# Problem statement:
Reproduce the lines from the one containing "# draw the outline of every instance of the white" through the one containing "160), (110, 149)]]", inclusive. Substitute "dining table" for every occurrence of "white tabletop", and leave everything else unchanged.

# A run of records:
□ □ □ □

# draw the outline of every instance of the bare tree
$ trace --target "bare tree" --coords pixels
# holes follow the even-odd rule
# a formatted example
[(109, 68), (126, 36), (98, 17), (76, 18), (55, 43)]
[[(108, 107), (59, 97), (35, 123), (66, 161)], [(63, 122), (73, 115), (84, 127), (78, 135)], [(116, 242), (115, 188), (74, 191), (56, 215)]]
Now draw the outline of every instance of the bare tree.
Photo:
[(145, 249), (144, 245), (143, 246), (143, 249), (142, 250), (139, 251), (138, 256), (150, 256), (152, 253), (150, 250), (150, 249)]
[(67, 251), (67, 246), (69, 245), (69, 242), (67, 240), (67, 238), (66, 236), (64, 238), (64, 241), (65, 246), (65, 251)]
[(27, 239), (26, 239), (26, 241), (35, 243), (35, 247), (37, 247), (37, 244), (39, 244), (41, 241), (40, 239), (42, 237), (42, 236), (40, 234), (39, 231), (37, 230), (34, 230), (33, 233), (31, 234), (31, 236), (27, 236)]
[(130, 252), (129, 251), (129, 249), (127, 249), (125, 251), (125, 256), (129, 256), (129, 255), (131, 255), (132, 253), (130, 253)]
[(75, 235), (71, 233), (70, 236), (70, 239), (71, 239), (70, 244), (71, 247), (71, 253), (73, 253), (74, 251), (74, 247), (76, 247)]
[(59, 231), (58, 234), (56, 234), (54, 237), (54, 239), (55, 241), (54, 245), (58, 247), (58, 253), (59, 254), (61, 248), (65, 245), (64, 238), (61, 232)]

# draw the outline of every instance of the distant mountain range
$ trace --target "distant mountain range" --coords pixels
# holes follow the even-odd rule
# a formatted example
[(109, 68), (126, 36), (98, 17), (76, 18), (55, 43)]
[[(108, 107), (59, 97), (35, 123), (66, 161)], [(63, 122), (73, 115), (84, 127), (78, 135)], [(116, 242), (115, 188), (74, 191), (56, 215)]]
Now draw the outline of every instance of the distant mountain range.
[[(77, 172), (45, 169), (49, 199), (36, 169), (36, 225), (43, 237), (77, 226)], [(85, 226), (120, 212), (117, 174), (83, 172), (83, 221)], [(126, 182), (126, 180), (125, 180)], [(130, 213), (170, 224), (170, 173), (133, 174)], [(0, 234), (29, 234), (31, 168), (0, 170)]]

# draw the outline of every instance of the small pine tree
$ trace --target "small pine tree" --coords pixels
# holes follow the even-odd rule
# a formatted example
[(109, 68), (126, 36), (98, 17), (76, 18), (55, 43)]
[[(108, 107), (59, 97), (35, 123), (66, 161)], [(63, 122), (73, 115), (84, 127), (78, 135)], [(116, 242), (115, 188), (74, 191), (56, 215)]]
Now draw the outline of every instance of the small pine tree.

□ □ □ □

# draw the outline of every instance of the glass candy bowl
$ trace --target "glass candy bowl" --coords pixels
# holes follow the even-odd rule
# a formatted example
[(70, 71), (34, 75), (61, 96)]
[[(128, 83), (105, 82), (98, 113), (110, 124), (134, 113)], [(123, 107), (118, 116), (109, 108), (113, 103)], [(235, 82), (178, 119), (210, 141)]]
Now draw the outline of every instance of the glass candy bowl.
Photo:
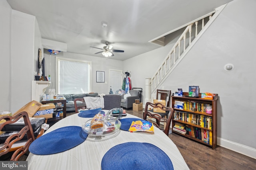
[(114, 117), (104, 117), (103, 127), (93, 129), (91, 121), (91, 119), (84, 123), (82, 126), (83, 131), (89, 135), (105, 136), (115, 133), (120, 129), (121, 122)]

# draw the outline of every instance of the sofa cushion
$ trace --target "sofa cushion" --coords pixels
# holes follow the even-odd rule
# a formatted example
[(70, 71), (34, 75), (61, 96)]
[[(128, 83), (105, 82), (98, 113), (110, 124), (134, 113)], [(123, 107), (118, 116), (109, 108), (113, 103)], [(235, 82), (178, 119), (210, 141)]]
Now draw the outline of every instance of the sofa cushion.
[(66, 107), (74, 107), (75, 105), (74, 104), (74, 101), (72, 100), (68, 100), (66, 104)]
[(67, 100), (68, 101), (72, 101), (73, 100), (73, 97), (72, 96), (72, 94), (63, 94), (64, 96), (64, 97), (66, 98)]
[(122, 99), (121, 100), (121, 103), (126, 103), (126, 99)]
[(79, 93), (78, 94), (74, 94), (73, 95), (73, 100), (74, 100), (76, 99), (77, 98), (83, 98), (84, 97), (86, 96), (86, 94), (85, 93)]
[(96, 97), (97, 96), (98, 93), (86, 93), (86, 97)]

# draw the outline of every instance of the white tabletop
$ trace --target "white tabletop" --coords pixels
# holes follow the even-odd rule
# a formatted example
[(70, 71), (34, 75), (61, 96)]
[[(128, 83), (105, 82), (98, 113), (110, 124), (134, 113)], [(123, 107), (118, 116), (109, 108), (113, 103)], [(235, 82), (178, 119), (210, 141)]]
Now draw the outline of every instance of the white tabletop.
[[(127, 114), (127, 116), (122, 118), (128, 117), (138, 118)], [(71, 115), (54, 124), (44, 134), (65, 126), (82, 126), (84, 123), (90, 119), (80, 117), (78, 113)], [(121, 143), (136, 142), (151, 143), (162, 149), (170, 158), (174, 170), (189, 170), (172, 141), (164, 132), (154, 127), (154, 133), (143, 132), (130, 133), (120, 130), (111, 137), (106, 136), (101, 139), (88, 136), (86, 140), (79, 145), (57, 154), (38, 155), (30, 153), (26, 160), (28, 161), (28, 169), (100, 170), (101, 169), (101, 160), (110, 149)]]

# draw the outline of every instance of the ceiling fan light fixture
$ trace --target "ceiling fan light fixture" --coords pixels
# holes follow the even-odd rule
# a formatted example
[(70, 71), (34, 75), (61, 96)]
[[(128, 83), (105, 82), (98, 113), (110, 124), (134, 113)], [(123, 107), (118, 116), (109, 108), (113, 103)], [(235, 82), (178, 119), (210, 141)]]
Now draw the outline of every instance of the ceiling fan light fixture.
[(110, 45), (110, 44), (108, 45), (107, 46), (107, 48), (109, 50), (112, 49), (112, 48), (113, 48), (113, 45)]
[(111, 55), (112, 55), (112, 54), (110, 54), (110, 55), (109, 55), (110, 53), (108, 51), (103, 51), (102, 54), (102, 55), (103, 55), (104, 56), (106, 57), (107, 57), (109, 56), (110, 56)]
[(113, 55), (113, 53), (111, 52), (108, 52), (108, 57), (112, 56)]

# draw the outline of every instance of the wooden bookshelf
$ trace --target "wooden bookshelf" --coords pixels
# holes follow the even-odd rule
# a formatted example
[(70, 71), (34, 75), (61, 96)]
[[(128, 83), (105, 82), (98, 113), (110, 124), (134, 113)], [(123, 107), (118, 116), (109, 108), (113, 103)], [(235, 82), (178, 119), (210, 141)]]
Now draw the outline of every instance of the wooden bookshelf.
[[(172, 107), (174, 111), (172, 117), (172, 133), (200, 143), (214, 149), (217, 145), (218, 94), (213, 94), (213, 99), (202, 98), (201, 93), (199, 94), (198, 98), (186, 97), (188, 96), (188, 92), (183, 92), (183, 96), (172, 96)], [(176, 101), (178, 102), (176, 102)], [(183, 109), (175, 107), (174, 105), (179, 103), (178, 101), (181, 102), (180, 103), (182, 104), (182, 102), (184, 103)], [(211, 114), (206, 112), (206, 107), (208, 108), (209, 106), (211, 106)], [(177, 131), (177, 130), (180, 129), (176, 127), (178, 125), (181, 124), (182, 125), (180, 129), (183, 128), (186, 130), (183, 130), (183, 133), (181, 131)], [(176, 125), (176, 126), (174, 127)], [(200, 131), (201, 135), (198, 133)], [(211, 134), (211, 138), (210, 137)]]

□ □ □ □

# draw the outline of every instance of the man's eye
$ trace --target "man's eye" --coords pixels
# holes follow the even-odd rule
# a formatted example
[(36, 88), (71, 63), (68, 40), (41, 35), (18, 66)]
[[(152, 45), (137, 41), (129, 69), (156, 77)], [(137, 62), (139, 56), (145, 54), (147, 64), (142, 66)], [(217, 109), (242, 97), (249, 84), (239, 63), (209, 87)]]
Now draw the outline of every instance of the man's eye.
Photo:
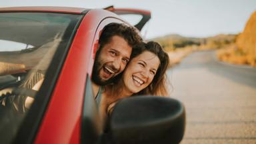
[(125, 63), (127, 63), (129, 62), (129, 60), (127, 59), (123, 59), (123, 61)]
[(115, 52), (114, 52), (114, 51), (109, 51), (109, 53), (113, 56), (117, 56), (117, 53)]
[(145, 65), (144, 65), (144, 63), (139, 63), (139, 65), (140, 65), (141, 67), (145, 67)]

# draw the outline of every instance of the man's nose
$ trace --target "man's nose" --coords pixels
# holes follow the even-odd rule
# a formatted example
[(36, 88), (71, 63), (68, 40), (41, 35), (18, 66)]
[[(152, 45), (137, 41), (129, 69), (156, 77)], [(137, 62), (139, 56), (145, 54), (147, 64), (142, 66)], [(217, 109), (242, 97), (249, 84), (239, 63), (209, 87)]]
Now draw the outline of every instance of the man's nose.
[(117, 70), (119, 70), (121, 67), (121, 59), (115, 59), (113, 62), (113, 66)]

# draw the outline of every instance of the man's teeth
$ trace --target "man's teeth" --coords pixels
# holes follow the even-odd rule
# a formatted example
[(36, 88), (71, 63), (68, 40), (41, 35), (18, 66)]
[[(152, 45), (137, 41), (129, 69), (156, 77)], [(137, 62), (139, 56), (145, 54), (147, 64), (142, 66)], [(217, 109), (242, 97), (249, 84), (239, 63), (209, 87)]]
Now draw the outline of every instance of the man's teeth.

□ □ □ □

# Solution for this task:
# draw the outline of every instance of the dining table
$ trace --target "dining table" --coords pixels
# holes follow the even-odd rule
# a formatted example
[(70, 71), (34, 75), (61, 96)]
[[(128, 83), (105, 82), (98, 113), (110, 124), (134, 113)], [(123, 107), (118, 116), (109, 108), (113, 103)], [(235, 82), (178, 119), (210, 141)]]
Now draw the outline of every instance of the dining table.
[[(127, 114), (127, 116), (122, 118), (128, 117), (138, 118)], [(71, 115), (54, 124), (44, 134), (65, 126), (82, 126), (84, 123), (90, 119), (80, 117), (78, 113)], [(121, 143), (136, 142), (151, 143), (162, 149), (170, 158), (174, 170), (189, 170), (172, 141), (164, 132), (154, 127), (154, 133), (143, 132), (130, 133), (120, 130), (111, 137), (106, 136), (101, 139), (88, 136), (86, 140), (79, 145), (57, 154), (38, 155), (30, 153), (26, 160), (28, 161), (28, 169), (100, 170), (101, 169), (101, 160), (110, 149)]]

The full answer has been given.